**Brano del documento**
+ + +

Bagnasco ha detto che dovranno essere le politiche familiari a rispondere a questa problematica. Cosa ne pensa?

 

Ritengo che solo un Paese sano e robusto, che almeno rimane stabile sul piano demografico (come la Francia), può pensare di proiettarsi nel futuro. Nemmeno la Germania è in questa situazione, anzi è come un gigante dai piedi d’argilla. C’è poco da fare: ci vuole una politica a favore della famiglia. Questo non significa solo facilitare la conciliazione famiglia-lavoro per le donne, ma vuol dire soprattutto migliorare il reddito famigliare permanente. E non, magari, aumentare il reddito di uno dei due coniugi a discapito di quello dell’altro. Il problema è che in Italia si dice che per la famiglia si fa di tutto e di più. Ma in realtà si è fatto il contrario.

 

In che senso?

Dopo la riforma Dini delle pensioni del 1996 il saldo della cassa assegni famigliari dell’Inps è crollato. In pratica, si è spostato l’equivalente di 8 miliardi di euro l’anno dalle famiglie alle pensioni. Questo vuol dire che negli ultimi 12 anni 100 miliardi di risorse sono state tolte alle famiglie.

+ + +

Continua l'intervista sulle politiche familiari, riprendendo subito dopo la sua ultima frase.

+ + +

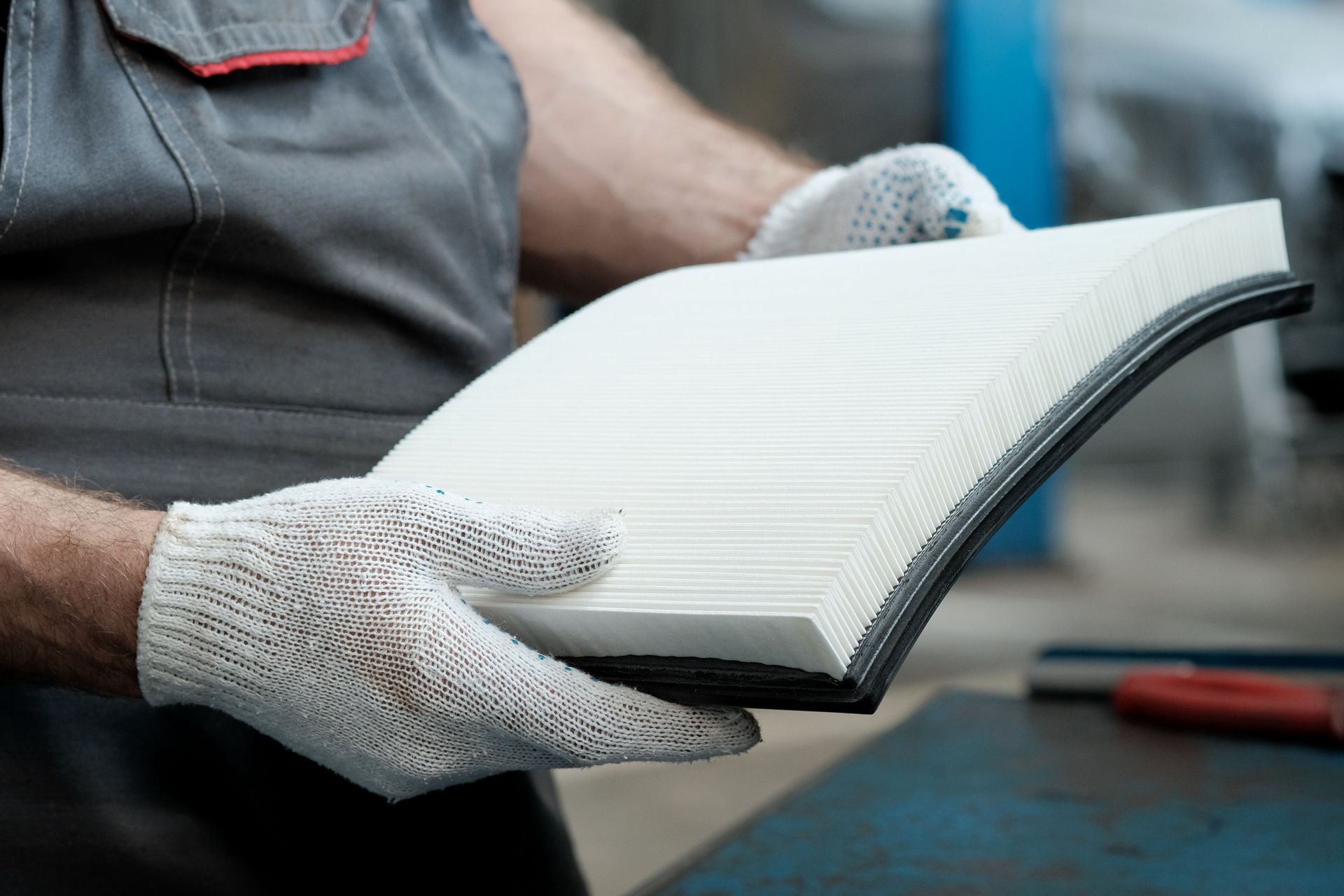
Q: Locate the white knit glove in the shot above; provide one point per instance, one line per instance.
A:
(326, 615)
(905, 195)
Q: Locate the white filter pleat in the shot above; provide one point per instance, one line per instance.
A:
(785, 437)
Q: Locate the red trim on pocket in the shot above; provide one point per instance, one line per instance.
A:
(289, 57)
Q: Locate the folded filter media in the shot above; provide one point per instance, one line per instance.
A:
(808, 450)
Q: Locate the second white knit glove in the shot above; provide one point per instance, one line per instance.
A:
(905, 195)
(326, 615)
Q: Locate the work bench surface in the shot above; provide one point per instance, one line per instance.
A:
(980, 794)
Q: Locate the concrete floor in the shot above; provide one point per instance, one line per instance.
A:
(1140, 567)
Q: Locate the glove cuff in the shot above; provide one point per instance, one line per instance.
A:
(181, 656)
(784, 227)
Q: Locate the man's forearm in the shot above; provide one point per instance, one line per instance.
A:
(71, 568)
(624, 175)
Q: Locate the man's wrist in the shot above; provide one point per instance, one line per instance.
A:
(71, 573)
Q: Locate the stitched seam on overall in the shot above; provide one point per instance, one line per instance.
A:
(375, 51)
(475, 136)
(210, 244)
(166, 298)
(371, 416)
(27, 137)
(305, 26)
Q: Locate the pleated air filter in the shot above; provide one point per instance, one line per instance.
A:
(808, 450)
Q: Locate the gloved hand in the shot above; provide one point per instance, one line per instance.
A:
(905, 195)
(326, 615)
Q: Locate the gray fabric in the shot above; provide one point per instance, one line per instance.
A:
(216, 288)
(331, 239)
(200, 33)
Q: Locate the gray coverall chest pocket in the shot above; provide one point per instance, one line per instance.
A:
(257, 203)
(218, 36)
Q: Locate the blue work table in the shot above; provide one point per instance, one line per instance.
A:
(981, 794)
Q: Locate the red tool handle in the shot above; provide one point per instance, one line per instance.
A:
(1233, 701)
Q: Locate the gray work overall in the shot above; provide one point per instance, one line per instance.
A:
(244, 244)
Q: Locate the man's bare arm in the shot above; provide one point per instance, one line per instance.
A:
(71, 570)
(624, 175)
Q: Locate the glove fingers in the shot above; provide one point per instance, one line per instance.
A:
(527, 550)
(596, 723)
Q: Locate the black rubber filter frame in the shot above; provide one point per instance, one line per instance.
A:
(980, 514)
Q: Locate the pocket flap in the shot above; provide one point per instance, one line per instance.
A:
(218, 36)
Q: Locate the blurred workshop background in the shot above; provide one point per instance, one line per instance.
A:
(1211, 510)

+ + +

**Risposta proposta**
Lei continua a ritenere necessaria l’introduzione del quoziente familiare?

 

Il quoziente famigliare è il meccanismo che nell’esperienza ha mostrato di saper realizzare maggiormente un’equità orizzontale tra le famiglie. Oggi, anche se esistono detrazioni e deduzioni familiari, l’equità orizzontale non c’è. Il punto è che si tratta di una riforma che richiede risorse. Che però consentirebbero alle famiglie di respirare, di consumare di più, ma soprattutto di investire in figli già presenti e anche desiderati. Perché questa situazione di “suicidio demografico” non è voluta. Anzi, il numero di figli desiderati corrisponde a circa uno in più rispetto all’attuale natalità. Situazione che porterebbe ad avere perlomeno una popolazione stazionaria.